# PAGE EXTRACT start

The major problem with the empirical case against democracy is the lack of data. The first democracies arose in Greece, but we have good historical records for Athens alone, with partial information about Sparta, Corinth, Thebes, and a few other city-states. After the Classical period, states calling themselves democracies have been few and far between. The first such state was Republican France, but the rise of democracy worldwide has taken place primarily in the 20th century and gone hand-in-hand with the rise to world supremacy of the United States of America.

Another issue is definitions: even the most radical democrat in antiquity would never have dreamed of putting the political franchise on a territorial basis, of handing out citizenship to anyone simply born within his city. Athens didn’t even have universal manhood suffrage, let alone extend voting rights to women. If we want to condemn democracy as it is understood today, then we have virtually no data whatsoever. Pretty much all we have are governments which we claim are in the process of destroying themselves and their societies, but which, for better or for worse, haven’t gotten around to it yet.

We do have one good example of the dysfunction of democracy in France. The horrors of the French Revolution are well known, and in the end, the First Republic couldn’t even preserve itself for fifteen years before it fell. Still, a single datum does not a convincing argument make.

At the same time, the Athenians back in the days of yore did call their government a democracy, and many advocates of democracy today hark back to the Athenian example, so it does seem reasonable to count Athens as a democracy. Indeed, it was the example of Athens, and especially the opinions of historical commentators, which gave to democracy the unpleasant reputation which it held until very recently.

Thucydides and Xenophon chronicle Athens’ fall in the late 5th century and paint a grim picture. Thucydides’ account of the civil wars throughout Greece which resulted from the titanic clash between Athens and Sparta makes for gripping reading, and it is hard to come away from these sections without being deeply moved. Other stories, such as Cleon’s high-handedness with his political enemies and the judicial murder of Socrates, also darken democracy’s image.

# PAGE EXTRACT end
# MATERIAL start

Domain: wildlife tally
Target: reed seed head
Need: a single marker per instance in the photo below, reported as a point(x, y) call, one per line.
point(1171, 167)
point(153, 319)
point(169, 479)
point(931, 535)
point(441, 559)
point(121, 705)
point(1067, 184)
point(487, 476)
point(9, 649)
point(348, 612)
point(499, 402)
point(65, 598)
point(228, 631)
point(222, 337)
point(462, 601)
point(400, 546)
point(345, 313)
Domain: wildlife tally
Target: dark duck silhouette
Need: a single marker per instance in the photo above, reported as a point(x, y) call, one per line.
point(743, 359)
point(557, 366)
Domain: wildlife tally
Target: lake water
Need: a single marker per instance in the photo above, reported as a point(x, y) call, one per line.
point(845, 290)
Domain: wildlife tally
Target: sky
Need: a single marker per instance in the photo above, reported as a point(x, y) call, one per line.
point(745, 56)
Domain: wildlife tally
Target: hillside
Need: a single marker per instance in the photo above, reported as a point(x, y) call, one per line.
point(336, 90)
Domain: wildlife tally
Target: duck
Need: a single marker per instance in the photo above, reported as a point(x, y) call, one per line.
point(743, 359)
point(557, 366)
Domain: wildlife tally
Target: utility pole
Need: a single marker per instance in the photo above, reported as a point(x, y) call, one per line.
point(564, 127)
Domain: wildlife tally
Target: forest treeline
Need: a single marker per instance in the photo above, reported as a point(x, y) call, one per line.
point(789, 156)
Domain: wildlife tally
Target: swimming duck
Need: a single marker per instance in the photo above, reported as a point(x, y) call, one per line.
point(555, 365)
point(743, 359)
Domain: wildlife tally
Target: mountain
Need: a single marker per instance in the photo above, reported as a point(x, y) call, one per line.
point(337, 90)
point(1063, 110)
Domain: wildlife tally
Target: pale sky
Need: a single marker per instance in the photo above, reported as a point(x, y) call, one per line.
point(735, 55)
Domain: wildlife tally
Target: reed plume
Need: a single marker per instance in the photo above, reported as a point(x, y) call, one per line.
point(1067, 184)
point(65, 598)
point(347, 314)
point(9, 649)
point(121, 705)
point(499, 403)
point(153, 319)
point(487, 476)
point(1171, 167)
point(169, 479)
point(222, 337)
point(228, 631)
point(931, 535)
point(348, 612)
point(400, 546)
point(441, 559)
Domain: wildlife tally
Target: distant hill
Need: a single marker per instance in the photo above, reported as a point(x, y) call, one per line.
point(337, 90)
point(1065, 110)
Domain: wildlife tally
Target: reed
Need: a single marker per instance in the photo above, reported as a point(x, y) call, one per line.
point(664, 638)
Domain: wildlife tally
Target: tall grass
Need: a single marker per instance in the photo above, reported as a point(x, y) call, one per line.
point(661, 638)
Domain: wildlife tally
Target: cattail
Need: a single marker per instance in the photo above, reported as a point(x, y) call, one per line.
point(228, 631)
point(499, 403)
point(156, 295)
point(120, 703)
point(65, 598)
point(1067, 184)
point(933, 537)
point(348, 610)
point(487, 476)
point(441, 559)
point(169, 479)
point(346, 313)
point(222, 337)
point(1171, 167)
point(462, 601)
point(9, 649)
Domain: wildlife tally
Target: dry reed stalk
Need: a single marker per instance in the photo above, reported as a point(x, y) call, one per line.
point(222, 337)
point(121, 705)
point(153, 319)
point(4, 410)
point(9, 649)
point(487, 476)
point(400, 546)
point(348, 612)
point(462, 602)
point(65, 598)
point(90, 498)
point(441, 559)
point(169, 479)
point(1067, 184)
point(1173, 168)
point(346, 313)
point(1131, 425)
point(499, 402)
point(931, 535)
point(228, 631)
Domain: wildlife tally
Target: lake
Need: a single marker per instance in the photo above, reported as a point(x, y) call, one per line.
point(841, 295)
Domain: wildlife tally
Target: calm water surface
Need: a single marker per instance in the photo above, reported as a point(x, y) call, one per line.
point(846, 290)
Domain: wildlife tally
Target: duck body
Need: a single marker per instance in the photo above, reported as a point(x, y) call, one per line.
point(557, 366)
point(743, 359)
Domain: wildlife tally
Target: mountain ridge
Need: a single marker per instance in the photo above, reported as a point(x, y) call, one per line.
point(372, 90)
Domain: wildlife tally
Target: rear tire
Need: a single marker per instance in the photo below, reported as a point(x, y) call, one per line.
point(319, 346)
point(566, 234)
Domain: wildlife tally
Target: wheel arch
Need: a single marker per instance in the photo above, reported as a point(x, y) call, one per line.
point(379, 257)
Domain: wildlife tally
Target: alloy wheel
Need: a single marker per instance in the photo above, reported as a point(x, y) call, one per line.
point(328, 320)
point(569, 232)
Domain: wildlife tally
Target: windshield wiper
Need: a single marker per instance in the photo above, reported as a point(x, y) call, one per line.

# MATERIAL end

WORK TO DO: List every individual person named in the passage on democracy.

REPLY TO THE EXERCISE: Thucydides, Xenophon, Cleon, Socrates